[Set task]
Copy out all of the data below, replacing every "Pick out" with "Locate" and leaving everything else unchanged.

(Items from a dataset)
· · ·

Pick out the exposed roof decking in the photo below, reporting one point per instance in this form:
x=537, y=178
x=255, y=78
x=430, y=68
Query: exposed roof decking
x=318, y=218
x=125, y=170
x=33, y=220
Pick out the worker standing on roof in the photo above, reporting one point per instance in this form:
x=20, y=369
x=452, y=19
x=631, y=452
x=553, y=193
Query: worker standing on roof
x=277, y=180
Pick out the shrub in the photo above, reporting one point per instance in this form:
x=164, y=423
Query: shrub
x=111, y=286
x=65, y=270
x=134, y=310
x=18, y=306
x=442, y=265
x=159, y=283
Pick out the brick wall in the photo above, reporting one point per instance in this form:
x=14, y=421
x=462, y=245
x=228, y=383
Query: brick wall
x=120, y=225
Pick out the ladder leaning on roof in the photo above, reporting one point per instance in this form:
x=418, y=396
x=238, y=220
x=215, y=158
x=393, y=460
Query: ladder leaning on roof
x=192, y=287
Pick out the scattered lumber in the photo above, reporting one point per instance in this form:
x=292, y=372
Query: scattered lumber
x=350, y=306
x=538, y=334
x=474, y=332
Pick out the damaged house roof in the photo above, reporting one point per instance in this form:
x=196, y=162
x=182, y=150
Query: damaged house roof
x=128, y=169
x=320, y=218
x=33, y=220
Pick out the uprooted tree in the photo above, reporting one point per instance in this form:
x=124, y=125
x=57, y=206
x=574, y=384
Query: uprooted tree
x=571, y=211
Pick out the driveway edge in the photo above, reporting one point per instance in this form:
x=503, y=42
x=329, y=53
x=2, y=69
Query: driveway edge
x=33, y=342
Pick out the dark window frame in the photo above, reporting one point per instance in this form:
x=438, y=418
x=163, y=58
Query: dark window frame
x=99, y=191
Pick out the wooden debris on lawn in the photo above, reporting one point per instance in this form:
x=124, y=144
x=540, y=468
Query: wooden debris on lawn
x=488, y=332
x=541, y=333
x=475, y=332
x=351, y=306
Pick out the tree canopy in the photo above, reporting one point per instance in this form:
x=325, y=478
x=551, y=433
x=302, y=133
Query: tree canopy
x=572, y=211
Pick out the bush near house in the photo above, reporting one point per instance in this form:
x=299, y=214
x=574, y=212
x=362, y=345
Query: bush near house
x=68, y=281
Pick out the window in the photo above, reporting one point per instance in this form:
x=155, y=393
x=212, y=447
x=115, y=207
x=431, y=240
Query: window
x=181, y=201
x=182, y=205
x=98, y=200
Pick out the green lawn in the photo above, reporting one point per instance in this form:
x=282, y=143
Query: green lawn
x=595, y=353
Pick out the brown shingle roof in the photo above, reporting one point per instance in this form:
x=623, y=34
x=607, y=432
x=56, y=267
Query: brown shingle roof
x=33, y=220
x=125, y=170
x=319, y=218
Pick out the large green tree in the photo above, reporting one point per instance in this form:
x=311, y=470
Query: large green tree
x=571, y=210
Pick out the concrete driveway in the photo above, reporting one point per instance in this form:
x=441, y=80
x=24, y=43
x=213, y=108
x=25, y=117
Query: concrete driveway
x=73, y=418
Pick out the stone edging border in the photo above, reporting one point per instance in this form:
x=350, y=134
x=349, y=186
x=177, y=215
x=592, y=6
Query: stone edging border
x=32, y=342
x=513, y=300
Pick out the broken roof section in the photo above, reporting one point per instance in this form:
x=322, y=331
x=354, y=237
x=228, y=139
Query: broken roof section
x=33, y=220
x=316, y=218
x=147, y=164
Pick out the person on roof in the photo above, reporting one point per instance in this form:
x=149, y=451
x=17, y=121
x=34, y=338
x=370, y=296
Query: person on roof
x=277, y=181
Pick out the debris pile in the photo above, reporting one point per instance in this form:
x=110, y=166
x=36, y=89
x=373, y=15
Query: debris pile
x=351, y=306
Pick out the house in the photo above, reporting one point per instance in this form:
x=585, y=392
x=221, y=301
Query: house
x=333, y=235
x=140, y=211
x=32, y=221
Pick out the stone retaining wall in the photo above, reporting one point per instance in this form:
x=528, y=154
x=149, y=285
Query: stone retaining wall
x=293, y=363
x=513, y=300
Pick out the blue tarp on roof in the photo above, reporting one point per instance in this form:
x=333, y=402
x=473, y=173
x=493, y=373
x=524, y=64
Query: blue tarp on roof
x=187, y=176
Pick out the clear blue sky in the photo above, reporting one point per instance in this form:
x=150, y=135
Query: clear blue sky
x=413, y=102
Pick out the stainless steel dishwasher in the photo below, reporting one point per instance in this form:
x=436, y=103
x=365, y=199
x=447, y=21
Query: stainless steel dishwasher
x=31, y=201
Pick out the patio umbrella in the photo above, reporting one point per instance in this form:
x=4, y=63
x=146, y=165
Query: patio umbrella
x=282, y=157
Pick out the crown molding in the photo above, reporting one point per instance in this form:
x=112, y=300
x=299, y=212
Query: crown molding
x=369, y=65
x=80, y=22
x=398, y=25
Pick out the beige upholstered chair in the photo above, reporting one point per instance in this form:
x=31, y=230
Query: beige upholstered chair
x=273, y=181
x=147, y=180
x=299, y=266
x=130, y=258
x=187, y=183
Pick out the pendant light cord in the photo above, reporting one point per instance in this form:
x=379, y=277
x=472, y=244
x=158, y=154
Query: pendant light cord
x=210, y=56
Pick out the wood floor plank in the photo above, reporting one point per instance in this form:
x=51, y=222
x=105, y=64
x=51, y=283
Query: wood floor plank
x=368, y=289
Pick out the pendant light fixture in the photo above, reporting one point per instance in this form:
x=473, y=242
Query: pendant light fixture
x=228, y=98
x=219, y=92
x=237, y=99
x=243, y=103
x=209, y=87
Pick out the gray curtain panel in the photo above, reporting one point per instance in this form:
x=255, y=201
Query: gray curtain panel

· · ·

[Output for this exercise]
Locate the exposed roof decking in the photo below, reporting one point per instance in this form:
x=537, y=178
x=255, y=78
x=430, y=68
Query: exposed roof decking
x=318, y=218
x=125, y=170
x=33, y=220
Locate the worker standing on roof in the photo above, reporting one point per instance in this form:
x=20, y=369
x=452, y=19
x=631, y=452
x=553, y=193
Query: worker standing on roof
x=277, y=180
Locate the shrub in the photo above, reporting one point per instance in this form:
x=164, y=423
Query: shrub
x=111, y=286
x=65, y=270
x=134, y=310
x=18, y=306
x=442, y=265
x=159, y=283
Locate the brick wall in the photo above, reporting one point per instance in this form:
x=14, y=421
x=462, y=245
x=228, y=383
Query: brick wall
x=120, y=225
Locate the ladder leaning on roof in the photo above, reporting one point per instance in this form:
x=418, y=396
x=238, y=220
x=215, y=158
x=393, y=460
Query: ladder leaning on roof
x=192, y=287
Locate the scattered lumber in the photo above, reporting one point per instance in this form:
x=292, y=372
Query: scattered lumber
x=350, y=306
x=538, y=334
x=474, y=332
Locate the damaged house roof in the photo above, reporting one point per instance in this form:
x=196, y=162
x=182, y=150
Query: damaged house roof
x=128, y=169
x=320, y=218
x=33, y=220
Locate the uprooted tree in the photo above, reporting one point per instance in this form:
x=124, y=125
x=57, y=206
x=574, y=384
Query: uprooted tree
x=571, y=211
Locate the driveway edge in the photo above, reporting one point per instance in this form:
x=503, y=42
x=329, y=53
x=2, y=69
Query: driveway edge
x=33, y=342
Locate the dark window frame in the photo above, reporting one point per instance in this form:
x=438, y=418
x=163, y=58
Query: dark window frame
x=99, y=191
Locate the wooden debris on lawn in the photo above, reporting one point per instance in this form:
x=124, y=144
x=540, y=468
Query: wooden debris on lawn
x=488, y=332
x=541, y=333
x=475, y=332
x=351, y=306
Locate the tree canopy in the photo above, reporting one point per instance in this form:
x=325, y=478
x=551, y=433
x=302, y=133
Query: tree canopy
x=572, y=211
Locate the bush near house in the photo above, reporting one point per instance in this form:
x=299, y=214
x=574, y=212
x=362, y=345
Query: bush near house
x=68, y=281
Locate the window in the photo above, reporting one point per instance in this form:
x=155, y=393
x=212, y=447
x=115, y=207
x=431, y=240
Query: window
x=181, y=201
x=182, y=205
x=98, y=200
Locate the green lawn in the photo above, reporting one point per instance in this form:
x=282, y=143
Query: green lawn
x=595, y=353
Locate the brown shingle roof in the photo above, reporting one point per instance in this form:
x=623, y=34
x=607, y=432
x=56, y=267
Query: brown shingle roof
x=33, y=220
x=125, y=170
x=319, y=218
Locate the large green tree in the photo above, reporting one point per instance in this form:
x=311, y=470
Query: large green tree
x=571, y=210
Locate the concrete driveway in the photo above, reporting one point per instance in this form:
x=441, y=80
x=24, y=43
x=213, y=108
x=25, y=117
Query: concrete driveway
x=73, y=418
Locate the stone edging border in the photo above, reporting one point per instance in this form:
x=350, y=134
x=349, y=186
x=177, y=215
x=592, y=6
Query: stone edging border
x=32, y=342
x=513, y=300
Locate the broken roof section in the photo above, reporting one point per instance in this form:
x=322, y=331
x=354, y=237
x=228, y=139
Query: broken roof section
x=33, y=220
x=316, y=218
x=147, y=164
Locate the person on roof in the photo above, reporting one point per instance in this form:
x=149, y=451
x=17, y=121
x=34, y=338
x=370, y=296
Query: person on roof
x=277, y=181
Locate the debris pile in the photo above, reporting one point per instance in this form:
x=110, y=166
x=36, y=89
x=373, y=15
Query: debris pile
x=351, y=306
Locate the house in the photo above, reporting one point per instance in this form:
x=585, y=392
x=221, y=301
Query: house
x=333, y=235
x=140, y=211
x=32, y=221
Locate the stone retaining wall in the photo above, reporting one point per instance in this form:
x=528, y=154
x=149, y=285
Query: stone retaining wall
x=293, y=363
x=513, y=300
Locate the blue tarp on roof in the photo above, reporting one point per instance in this form:
x=333, y=402
x=473, y=173
x=493, y=373
x=524, y=64
Query: blue tarp on roof
x=187, y=176
Locate the clear blue sky in the photo above, reporting one point per instance in this form:
x=150, y=135
Query: clear blue sky
x=413, y=102
Locate the stainless steel dishwasher in the photo below, reporting one point per instance in this form:
x=436, y=103
x=365, y=199
x=447, y=21
Query: stainless steel dishwasher
x=31, y=201
Locate the patio umbrella in the photo above, reporting one point per instance in this form:
x=4, y=63
x=146, y=165
Query: patio umbrella
x=282, y=157
Locate the crown molding in the photo above, reporting one point per instance in this form:
x=112, y=300
x=299, y=212
Query: crown molding
x=369, y=65
x=80, y=22
x=398, y=25
Locate the beige upholstered chair in the photo above, reporting one point per instance in this form:
x=31, y=230
Query: beige upholstered chair
x=273, y=181
x=147, y=180
x=299, y=266
x=130, y=258
x=187, y=183
Locate the pendant light cord in the photo above, reporting one point per instance in this form:
x=379, y=277
x=472, y=244
x=158, y=154
Query: pendant light cord
x=210, y=56
Locate the wood floor plank in the photo above, reporting one point per instance in this form:
x=51, y=222
x=105, y=64
x=51, y=283
Query: wood floor plank
x=368, y=289
Locate the pendant light fixture in the photo above, reporting one point per instance in this form:
x=473, y=242
Query: pendant light fixture
x=228, y=98
x=219, y=92
x=237, y=99
x=243, y=103
x=209, y=87
Locate the gray curtain panel in the photo above, reporting one point per instance in this form:
x=255, y=201
Query: gray curtain panel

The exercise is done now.